▸ Text section:

________________

Dear Mr. Waldo,

You and I make a great team. You know it, I know, and everyone else knows it. We didn’t meet until you were six years old but that’s ok because we made up for all the lost time. You probably have no idea but we met on Mother’s Day 2009. Your foster parents brought you over for a “trial run” and we clicked and just like that, you and I became an us. You came from the Basset Hound rescue group and even though you’re part Lab they took you in and I fell in love. You’re funny looking. I’m sorry, but there’s no way around it. You have a Lab head stuck on a Basset Hound body and the saddest, most inquisitive eyes I’ve ever seen on a dog. You’re funny looking, but damn, you’re cute. We get stopped numerous times when we walk around Lady Bird Lake because people just want to know what you’re mixed with. You’re always so quick to give a hand sniff and a wag of the tail. You make people fall in love with you. I knew the only way someone would be able to become part of our family is if you approved it. You approved Michelle years ago and she’s given more love than you know what to do with. I also know she lets you sleep in bed when I’m traveling for work. I know what you two have been up to.

I have no idea why you were at the animal shelter but none of that matters now because you’re with me and I’m with you. You’ve been there for me when I needed to talk out loud to make sense of situations and you’re always willing to listen to me sing Aretha Franklin songs to you. This my dear, is why you’re my best friend. Remember after your surgery when you gained weight and your doctor said it was time to reign it in? I know you were kind of irritated about the diet but all the extra walking was a blast, eh? You’ve taken everything in stride and that’s what’s so endearing about you. You looked so handsome last summer when the folks at PetsMart painted your nails blue and you’re always so patient when your grandma puts bunny ears or antlers on your head.

________________

▸ Listed entries:
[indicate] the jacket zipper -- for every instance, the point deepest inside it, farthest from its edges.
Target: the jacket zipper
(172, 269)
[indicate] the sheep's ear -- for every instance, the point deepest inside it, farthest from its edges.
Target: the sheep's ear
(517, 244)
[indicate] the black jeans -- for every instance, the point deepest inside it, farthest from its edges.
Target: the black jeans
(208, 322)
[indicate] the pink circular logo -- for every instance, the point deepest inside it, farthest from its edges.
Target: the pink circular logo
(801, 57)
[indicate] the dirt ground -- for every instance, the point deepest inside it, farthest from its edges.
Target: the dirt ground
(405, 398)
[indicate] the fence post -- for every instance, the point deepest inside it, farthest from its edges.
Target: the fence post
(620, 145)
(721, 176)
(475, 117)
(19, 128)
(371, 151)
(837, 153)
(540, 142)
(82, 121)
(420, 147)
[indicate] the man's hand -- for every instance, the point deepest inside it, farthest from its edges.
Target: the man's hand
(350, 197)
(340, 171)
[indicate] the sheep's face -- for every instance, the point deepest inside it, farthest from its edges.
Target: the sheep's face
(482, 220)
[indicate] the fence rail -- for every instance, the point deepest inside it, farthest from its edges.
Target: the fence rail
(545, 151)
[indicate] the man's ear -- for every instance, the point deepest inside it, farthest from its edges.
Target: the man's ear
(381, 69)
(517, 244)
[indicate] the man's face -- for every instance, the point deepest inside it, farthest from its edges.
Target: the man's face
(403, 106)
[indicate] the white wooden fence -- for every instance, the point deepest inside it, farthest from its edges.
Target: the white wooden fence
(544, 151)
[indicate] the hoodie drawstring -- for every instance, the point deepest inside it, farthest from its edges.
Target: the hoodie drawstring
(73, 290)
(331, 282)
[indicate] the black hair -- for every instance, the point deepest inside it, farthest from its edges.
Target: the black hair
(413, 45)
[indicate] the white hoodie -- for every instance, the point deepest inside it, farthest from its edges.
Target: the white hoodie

________________

▸ Check your understanding:
[1] According to the letter, on what day did the writer first meet Mr. Waldo?
[2] Reproduce the letter word for word from "I have no idea" to "on your head.".
The rows come from a separate source, not from the letter.

▸ Answers to each task:
[1] Mother's Day 2009.

[2]
I have no idea why you were at the animal shelter but none of that matters now because you’re with me and I’m with you. You’ve been there for me when I needed to talk out loud to make sense of situations and you’re always willing to listen to me sing Aretha Franklin songs to you. This my dear, is why you’re my best friend. Remember after your surgery when you gained weight and your doctor said it was time to reign it in? I know you were kind of irritated about the diet but all the extra walking was a blast, eh? You’ve taken everything in stride and that’s what’s so endearing about you. You looked so handsome last summer when the folks at PetsMart painted your nails blue and you’re always so patient when your grandma puts bunny ears or antlers on your head.